── INPUT
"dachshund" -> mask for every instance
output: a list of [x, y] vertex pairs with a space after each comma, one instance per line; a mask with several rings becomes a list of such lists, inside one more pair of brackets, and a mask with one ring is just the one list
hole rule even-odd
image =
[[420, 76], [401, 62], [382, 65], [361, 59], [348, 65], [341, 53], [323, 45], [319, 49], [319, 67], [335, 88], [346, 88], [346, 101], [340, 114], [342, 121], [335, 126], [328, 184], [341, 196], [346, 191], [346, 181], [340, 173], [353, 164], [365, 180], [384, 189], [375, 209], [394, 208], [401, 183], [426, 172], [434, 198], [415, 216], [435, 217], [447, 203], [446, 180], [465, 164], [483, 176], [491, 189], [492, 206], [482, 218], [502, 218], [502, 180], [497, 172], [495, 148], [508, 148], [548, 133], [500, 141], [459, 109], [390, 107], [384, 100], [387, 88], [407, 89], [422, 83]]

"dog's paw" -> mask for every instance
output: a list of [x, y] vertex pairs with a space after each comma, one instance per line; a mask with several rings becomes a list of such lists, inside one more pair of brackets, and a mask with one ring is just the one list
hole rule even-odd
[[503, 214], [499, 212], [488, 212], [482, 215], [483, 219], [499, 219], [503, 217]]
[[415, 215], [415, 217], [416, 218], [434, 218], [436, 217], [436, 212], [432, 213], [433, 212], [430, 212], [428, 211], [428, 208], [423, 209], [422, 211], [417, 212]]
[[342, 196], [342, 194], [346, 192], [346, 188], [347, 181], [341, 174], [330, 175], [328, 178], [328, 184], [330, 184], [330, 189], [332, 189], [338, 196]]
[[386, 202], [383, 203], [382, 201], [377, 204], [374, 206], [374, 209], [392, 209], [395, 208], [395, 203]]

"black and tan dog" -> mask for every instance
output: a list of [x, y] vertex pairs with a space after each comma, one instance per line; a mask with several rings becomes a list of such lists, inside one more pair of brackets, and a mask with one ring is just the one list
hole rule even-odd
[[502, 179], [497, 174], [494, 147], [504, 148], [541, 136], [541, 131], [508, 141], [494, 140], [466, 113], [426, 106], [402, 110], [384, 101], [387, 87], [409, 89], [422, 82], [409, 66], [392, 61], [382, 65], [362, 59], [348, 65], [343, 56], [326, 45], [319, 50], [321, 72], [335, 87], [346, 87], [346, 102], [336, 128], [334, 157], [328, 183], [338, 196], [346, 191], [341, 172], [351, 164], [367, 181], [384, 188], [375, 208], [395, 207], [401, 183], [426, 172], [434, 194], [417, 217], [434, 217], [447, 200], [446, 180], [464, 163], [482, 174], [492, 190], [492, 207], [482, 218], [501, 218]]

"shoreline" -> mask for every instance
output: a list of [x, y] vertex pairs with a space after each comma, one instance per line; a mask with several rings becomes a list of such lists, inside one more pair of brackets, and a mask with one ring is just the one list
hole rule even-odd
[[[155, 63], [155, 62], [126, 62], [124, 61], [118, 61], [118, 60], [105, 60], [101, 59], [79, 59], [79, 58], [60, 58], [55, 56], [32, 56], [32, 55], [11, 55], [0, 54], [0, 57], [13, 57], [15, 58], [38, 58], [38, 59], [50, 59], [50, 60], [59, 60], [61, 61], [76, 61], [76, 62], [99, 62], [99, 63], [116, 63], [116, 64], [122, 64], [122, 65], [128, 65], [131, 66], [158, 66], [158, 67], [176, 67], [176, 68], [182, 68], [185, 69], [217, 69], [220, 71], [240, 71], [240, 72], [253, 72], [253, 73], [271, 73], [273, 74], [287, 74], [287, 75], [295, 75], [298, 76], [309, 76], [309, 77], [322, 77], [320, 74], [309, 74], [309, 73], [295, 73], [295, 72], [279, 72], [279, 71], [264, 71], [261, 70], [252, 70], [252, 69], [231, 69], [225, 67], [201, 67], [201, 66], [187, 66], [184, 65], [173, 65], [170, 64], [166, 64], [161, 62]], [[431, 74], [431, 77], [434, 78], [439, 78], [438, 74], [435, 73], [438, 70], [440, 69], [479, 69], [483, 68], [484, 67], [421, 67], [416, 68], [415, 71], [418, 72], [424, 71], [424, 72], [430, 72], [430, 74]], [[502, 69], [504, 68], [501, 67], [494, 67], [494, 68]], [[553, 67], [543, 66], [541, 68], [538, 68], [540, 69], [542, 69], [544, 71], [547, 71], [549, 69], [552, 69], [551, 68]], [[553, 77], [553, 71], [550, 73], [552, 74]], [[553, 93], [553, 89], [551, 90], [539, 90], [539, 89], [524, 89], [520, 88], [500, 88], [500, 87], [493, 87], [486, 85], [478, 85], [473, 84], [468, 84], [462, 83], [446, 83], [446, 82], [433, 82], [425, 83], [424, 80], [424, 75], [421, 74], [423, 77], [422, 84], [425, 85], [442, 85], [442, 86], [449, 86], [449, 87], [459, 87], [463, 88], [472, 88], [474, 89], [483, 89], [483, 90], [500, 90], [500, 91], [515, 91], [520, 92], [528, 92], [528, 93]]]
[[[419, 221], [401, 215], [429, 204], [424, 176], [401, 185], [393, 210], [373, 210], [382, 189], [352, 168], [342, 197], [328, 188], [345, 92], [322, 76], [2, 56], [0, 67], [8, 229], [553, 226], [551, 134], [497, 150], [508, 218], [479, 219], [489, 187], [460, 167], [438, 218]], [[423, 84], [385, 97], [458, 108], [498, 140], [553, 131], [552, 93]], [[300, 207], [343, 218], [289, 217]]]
────
TASK - Shift every x and y vertex coordinate in the answers by adding 85, and give again the rows from the first line up to and including the line with "208], [395, 203]]", with the requests copied unchanged.

WORKED ANSWER -
"dachshund" -> mask for every instance
output: a list of [x, y] vertex pairs with a space after each comma, one instance per line; a mask with several rings becomes a list of such lists, inside one more pair of brackets, and a mask with one ring is just the one list
hole rule even-odd
image =
[[505, 161], [486, 147], [467, 150], [446, 144], [433, 150], [426, 138], [408, 130], [404, 134], [404, 152], [420, 173], [431, 173], [431, 186], [425, 199], [427, 206], [420, 211], [413, 269], [426, 281], [431, 276], [431, 266], [425, 258], [438, 249], [450, 265], [469, 274], [460, 294], [479, 293], [486, 268], [511, 257], [519, 283], [500, 301], [520, 302], [532, 288], [531, 265], [550, 249], [568, 261], [576, 274], [577, 291], [567, 303], [587, 303], [587, 265], [582, 257], [580, 233], [593, 233], [633, 218], [585, 226], [544, 194], [475, 192], [469, 185], [472, 173], [492, 174], [507, 168]]

"dog's paw" -> mask for every instance
output: a list of [x, y] vertex pairs with a space after each comma, one instance per line; a mask with several rings becomes a list of such lists, inside one more pair of brackets, and a mask with one ring is just the one list
hole rule even-odd
[[588, 299], [584, 297], [573, 297], [567, 300], [568, 304], [584, 304], [588, 302]]
[[500, 300], [500, 302], [501, 303], [519, 303], [521, 302], [521, 297], [517, 298], [518, 297], [515, 297], [513, 296], [513, 293], [508, 294], [507, 296], [502, 297]]
[[427, 281], [427, 279], [431, 277], [431, 273], [432, 266], [426, 259], [415, 260], [413, 263], [413, 269], [415, 269], [415, 274], [417, 274], [423, 281]]
[[471, 287], [468, 288], [467, 286], [462, 289], [459, 291], [459, 294], [477, 294], [480, 293], [480, 288]]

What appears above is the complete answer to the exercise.